Contour labeling entries:
----------
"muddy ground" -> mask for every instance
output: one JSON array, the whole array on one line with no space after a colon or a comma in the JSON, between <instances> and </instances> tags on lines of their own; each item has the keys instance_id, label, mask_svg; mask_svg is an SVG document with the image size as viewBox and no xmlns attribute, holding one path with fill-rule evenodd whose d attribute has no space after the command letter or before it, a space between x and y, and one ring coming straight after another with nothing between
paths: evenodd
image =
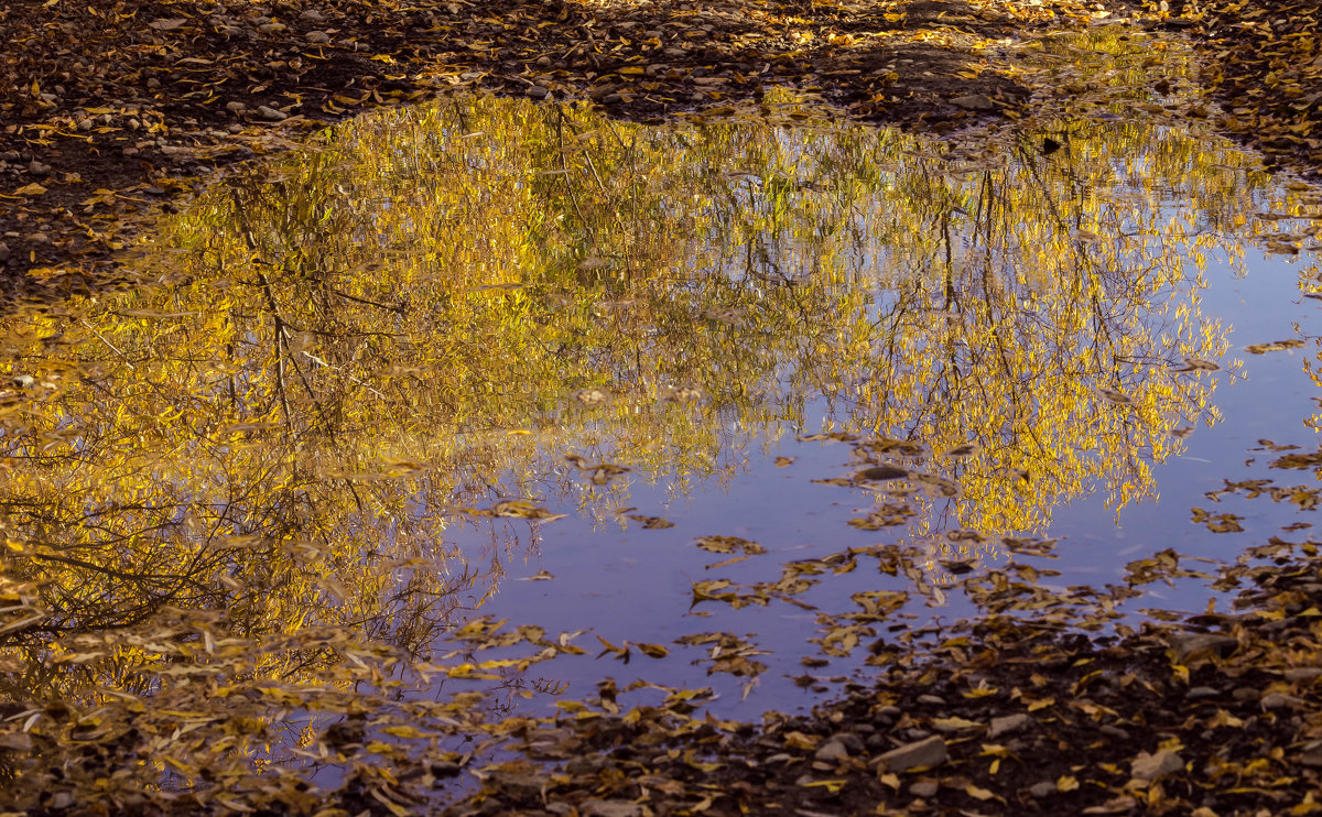
<instances>
[{"instance_id":1,"label":"muddy ground","mask_svg":"<svg viewBox=\"0 0 1322 817\"><path fill-rule=\"evenodd\" d=\"M1191 37L1214 66L1222 127L1317 175L1317 4L1173 5L9 0L0 268L11 297L114 283L114 251L149 208L369 107L471 89L658 120L792 85L858 119L953 131L1051 93L1005 71L999 49L1118 19ZM598 717L524 734L527 761L484 772L452 810L1322 810L1322 562L1310 547L1260 555L1223 578L1244 583L1236 612L1093 637L1085 612L1021 619L1006 604L964 629L874 645L892 656L875 682L810 715L677 726L687 705L621 710L607 685ZM419 773L444 784L455 771ZM352 780L341 805L391 810Z\"/></svg>"}]
</instances>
----------
Problem statement:
Render every line of the records above as a Markdown table with the columns "No." and "Text", numbering the rows in order and omitting blank lines. Leave the pictures out of the answer.

Finished answer:
| No. | Text |
|---|---|
| 1 | "muddy ground" -> mask for every instance |
| 2 | output: one JSON array, the whole array on one line with no space after a colon or a comma in the JSON, between <instances> and </instances> tags on lines of their own; each item has the keys instance_id, label, mask_svg; mask_svg is an SVG document with the image size as viewBox and no xmlns attribute, holding one path with fill-rule evenodd whose d attribute has no space after the command letter or before it, a space between x and y, and one ring coming straight after another with nothing between |
| 3 | paths: evenodd |
| 4 | image = |
| 5 | <instances> |
| 6 | [{"instance_id":1,"label":"muddy ground","mask_svg":"<svg viewBox=\"0 0 1322 817\"><path fill-rule=\"evenodd\" d=\"M1191 37L1214 66L1222 127L1317 175L1317 4L1173 5L9 0L0 268L11 297L114 283L114 251L149 208L369 107L471 89L658 120L792 85L858 119L953 131L1051 93L1005 71L999 49L1118 19ZM598 717L524 734L527 761L484 772L452 810L1322 810L1322 562L1310 547L1260 555L1223 578L1244 583L1236 612L1093 637L1085 612L1021 619L1006 604L964 629L874 645L892 656L875 682L810 715L677 726L687 705L621 710L607 685ZM419 773L444 784L455 771ZM352 780L341 805L391 810Z\"/></svg>"}] |
| 7 | </instances> |